Given request 1> Copy the passage on defense spending and peace word for word, starting with "Then on the" and going on through "need to prepare.".
Given request 2> In the passage on defense spending and peace, from what starting point is Ukraine said to have built its defense industry?

Text>
Then on the defence spending. We have a lot to learn from Ukraine, and I agree with those who said that that it doesn't have to be only about enriching the defence industry. No, if we look at Ukraine, they have built the defence industry from zero, from scratch. So actually, bringing also the costs down, using much shorter procurement times. And we need to learn from that.

Also, I want to address the issue of peace. Everybody in Europe wants peace. Europe is a peace project. We all agree on that, but we very clearly see right now the talks about the ceasefire, that Russia doesn't want peace. And it takes at least two to one peace, but it only takes one to want war. And that is, that is why we need to prepare.

We are living in dangerous times, and in order to have peace, you need to prepare for this. And I also want to address our Irish colleagues. Yes, peace doesn't mean that the human suffering will stop. If you surrender, you have the aggressor, and you say, okay, take all what you want, then it doesn't mean that the human suffering will stop. Our experience behind the Iron Curtain after the Second World War, countries like Ireland got to build up their prosperity. But for us it meant atrocities, mass deportations, suppressing your culture and language. This is what happens. It is also peace, but it's actually not freedom. It's not freedom of choice for people, and that is what the European Union is all about, and that is what we are also fighting for.

Data supplied>
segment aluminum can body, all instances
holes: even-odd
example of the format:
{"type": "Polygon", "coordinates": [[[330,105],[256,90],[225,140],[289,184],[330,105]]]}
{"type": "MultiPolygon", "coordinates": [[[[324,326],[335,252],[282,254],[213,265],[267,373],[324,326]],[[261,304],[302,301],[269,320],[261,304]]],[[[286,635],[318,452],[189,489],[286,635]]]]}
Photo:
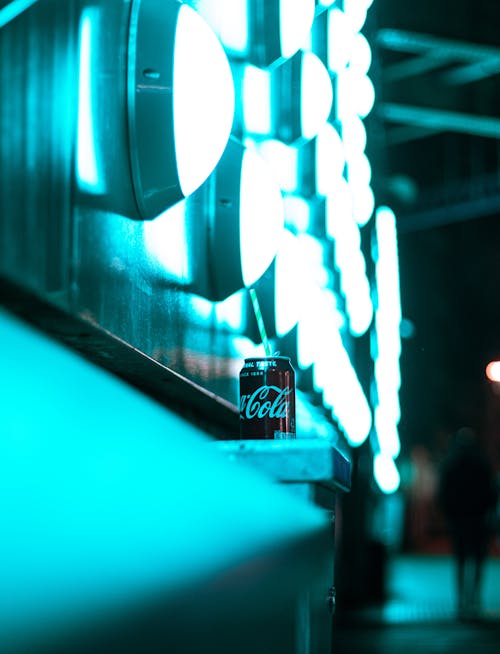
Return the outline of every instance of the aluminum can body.
{"type": "Polygon", "coordinates": [[[295,438],[295,372],[288,357],[245,359],[240,372],[240,438],[295,438]]]}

Right answer 1>
Then on the defence spending. We have a lot to learn from Ukraine, and I agree with those who said that that it doesn't have to be only about enriching the defence industry. No, if we look at Ukraine, they have built the defence industry from zero, from scratch. So actually, bringing also the costs down, using much shorter procurement times. And we need to learn from that.

Also, I want to address the issue of peace. Everybody in Europe wants peace. Europe is a peace project. We all agree on that, but we very clearly see right now the talks about the ceasefire, that Russia doesn't want peace. And it takes at least two to one peace, but it only takes one to want war. And that is, that is why we need to prepare.

Right answer 2> From zero, from scratch.